◆ **WHAT TO DO**:
Pull out every line in the listing below that contains the word "tower", and copy each one in full.

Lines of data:
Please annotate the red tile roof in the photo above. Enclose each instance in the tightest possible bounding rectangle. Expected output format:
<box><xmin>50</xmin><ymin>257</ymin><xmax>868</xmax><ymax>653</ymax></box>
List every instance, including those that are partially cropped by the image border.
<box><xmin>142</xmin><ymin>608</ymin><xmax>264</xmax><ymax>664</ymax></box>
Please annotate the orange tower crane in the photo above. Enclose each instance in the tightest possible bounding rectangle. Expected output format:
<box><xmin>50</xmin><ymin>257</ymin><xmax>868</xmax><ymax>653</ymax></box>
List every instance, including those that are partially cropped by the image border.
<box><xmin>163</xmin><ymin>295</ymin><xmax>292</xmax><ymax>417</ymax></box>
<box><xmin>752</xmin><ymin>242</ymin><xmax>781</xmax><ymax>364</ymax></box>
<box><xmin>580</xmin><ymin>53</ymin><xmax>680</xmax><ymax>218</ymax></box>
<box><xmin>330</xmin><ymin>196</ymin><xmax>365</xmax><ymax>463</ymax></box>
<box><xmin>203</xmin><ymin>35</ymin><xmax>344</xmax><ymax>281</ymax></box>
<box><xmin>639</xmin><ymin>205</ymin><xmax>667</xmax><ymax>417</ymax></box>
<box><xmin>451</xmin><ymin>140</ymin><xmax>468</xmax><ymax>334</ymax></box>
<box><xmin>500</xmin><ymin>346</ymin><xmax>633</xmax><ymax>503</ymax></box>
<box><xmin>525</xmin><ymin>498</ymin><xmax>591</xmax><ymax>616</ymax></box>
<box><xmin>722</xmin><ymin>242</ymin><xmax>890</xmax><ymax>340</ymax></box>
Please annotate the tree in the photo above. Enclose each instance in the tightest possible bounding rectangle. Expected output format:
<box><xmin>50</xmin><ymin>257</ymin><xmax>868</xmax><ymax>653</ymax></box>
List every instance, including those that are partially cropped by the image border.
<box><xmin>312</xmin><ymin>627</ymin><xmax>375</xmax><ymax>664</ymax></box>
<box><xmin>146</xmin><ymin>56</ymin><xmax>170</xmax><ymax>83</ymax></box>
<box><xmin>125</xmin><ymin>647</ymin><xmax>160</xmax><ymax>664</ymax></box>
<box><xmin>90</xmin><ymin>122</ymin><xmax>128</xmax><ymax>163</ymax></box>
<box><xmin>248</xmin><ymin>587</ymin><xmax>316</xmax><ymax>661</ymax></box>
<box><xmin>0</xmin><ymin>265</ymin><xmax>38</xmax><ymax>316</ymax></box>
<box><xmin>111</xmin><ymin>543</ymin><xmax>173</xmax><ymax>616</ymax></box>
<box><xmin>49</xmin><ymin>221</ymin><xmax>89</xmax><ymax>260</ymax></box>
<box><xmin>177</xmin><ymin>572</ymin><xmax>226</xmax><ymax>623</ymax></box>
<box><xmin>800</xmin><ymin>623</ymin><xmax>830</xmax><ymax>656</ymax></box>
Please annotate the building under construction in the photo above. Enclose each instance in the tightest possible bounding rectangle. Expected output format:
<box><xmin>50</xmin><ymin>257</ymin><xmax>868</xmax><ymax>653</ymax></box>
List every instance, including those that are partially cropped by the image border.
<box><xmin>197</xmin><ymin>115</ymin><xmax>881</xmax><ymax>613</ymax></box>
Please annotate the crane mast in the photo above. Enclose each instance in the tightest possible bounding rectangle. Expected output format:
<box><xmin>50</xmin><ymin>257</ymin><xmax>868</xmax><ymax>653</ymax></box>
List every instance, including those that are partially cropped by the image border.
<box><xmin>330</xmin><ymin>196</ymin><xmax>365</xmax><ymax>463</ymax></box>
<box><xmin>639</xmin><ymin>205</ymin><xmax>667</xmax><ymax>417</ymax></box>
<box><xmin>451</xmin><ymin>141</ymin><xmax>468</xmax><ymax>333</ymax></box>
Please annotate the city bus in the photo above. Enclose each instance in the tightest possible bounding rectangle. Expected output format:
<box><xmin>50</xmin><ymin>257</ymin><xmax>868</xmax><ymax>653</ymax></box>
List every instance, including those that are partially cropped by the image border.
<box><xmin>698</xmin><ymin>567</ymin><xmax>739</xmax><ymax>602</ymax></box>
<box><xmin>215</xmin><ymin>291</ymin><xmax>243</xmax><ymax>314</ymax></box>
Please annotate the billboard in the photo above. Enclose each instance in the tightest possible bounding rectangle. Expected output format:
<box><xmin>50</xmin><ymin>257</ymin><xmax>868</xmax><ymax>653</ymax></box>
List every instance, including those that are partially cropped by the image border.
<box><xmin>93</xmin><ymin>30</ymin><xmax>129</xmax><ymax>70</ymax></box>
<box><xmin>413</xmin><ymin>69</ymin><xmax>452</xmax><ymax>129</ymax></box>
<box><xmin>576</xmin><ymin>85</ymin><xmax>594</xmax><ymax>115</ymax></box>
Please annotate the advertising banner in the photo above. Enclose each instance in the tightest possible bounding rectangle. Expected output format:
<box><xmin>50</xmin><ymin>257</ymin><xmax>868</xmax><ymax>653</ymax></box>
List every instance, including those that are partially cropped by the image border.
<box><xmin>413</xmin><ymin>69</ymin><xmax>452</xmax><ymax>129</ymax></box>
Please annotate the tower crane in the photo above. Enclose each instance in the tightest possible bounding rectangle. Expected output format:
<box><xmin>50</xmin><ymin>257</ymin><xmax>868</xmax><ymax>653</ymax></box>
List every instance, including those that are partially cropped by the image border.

◆ **SOLVED EXERCISE**:
Please annotate the orange tower crane in the photo above. Enclose each instance in the tightest possible bounding rectangle. Expected output format:
Please annotate the tower crane in the photo above. Enclose each instance in the tightest possible bounding rectangle. Expected output format:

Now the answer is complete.